Object position labeling entries:
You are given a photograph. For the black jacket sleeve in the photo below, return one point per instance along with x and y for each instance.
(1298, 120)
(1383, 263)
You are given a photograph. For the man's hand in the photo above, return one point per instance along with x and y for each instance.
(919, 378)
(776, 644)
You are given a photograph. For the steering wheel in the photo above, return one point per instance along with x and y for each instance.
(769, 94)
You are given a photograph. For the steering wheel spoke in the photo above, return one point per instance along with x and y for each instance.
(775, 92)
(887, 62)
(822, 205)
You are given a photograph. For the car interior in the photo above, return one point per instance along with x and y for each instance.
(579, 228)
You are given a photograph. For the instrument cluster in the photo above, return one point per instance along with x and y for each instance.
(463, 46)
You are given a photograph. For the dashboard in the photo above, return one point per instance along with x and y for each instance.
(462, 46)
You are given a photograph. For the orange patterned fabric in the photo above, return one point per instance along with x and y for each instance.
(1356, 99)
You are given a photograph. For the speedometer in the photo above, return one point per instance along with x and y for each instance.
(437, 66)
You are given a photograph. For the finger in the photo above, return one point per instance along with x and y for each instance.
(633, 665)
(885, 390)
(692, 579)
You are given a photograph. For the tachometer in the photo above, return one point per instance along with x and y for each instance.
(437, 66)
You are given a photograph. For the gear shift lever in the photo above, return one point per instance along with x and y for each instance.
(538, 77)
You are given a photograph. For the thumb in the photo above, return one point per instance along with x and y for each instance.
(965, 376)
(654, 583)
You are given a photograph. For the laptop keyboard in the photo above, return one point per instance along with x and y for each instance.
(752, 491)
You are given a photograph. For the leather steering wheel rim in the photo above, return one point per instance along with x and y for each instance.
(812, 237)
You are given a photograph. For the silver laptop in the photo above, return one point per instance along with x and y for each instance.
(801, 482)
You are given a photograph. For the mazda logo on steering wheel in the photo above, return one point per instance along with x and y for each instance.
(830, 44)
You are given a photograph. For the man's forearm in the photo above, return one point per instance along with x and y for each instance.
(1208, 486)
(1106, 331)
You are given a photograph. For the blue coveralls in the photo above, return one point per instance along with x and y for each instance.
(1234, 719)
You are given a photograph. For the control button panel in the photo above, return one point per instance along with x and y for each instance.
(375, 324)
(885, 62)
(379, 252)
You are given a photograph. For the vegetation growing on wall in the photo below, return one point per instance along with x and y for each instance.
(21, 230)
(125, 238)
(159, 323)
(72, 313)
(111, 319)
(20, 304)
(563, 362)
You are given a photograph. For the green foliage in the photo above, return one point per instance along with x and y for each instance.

** The task **
Reproduce all of the material above word for word, from the first line to the last.

** Result of the task **
You are given a photograph. For the black jacket sleeve in the photo below, return one point per instance along with x and y for each instance.
(1298, 120)
(1383, 263)
You are given a photograph. For the man's hand in the photo above, return one point per instance along with x and y for each instance.
(919, 378)
(776, 644)
You are given a photograph. For the steering wheel in the photo above, return one point per instance along with x and y for each instance.
(769, 94)
You are given a photograph. For the steering wheel spoke in the photo above, return one point per instance along with x and y for each instance.
(775, 92)
(887, 62)
(822, 205)
You are given a photograph. For the car interior in the photo above, return one point per instance along with x and y for each instance.
(579, 228)
You are given a photograph. For the instrument cluster in the photo above, return one point per instance along with x and y for each instance.
(463, 46)
You are given a photograph. For the dashboard in the photo above, return one point per instance along with x and y for each instance.
(462, 46)
You are given a photograph. For the orange patterned fabric in the photo above, return one point per instance along with x and y for each instance.
(1356, 99)
You are given a photograph. For the speedometer in the photo above, return one point per instance along with x and y for each instance.
(437, 66)
You are given a photograph. For the finger in the photo above, return one point per instance along with x and y for each instance.
(633, 665)
(885, 390)
(692, 579)
You are given a photograph. For the tachometer in the photo above, return one point per instance along with x and y for each instance.
(437, 66)
You are given a photograph. For the gear shift lever in the photo above, return one point per instance along with x and y for each instance.
(538, 77)
You are given a photograph. For the thumb in the photo above, return one point per instance along with x and y for each instance.
(965, 376)
(654, 583)
You are given a photograph. For the laptop keyboard in the photo above, return one point per instance along with x and y for each instance.
(752, 491)
You are given a photograph. For the leather steering wheel rim in the photo above, return one point per instance along with x and y for each instance.
(812, 237)
You are given a photograph. For the silver laptop in the photo above, return one point per instance along with x and y for each instance.
(801, 482)
You are given a photograph. For the mazda logo on steering wheel in the photo above, return one point per instance along with x and y for each instance.
(830, 44)
You are given a photograph. For the man's forearm in the photo above, return one point per instance along with x and y for each instance.
(1208, 486)
(1106, 331)
You are given a photograph. For the blue coveralls in the photo above, return one point per instance along with x and y for each instance.
(1234, 719)
You are given a photograph. For the control button panel in the photo above, return one point per instance along with x and y for each instance.
(375, 324)
(885, 62)
(379, 252)
You are given a photograph. For the vegetation growing on wall in the photo below, return one point per instance along with x and y for each instance.
(21, 230)
(125, 238)
(159, 323)
(72, 313)
(111, 319)
(20, 304)
(563, 362)
You are given a photograph. For the green foliage in the photo above, return one point per instance along with x and y for each instance.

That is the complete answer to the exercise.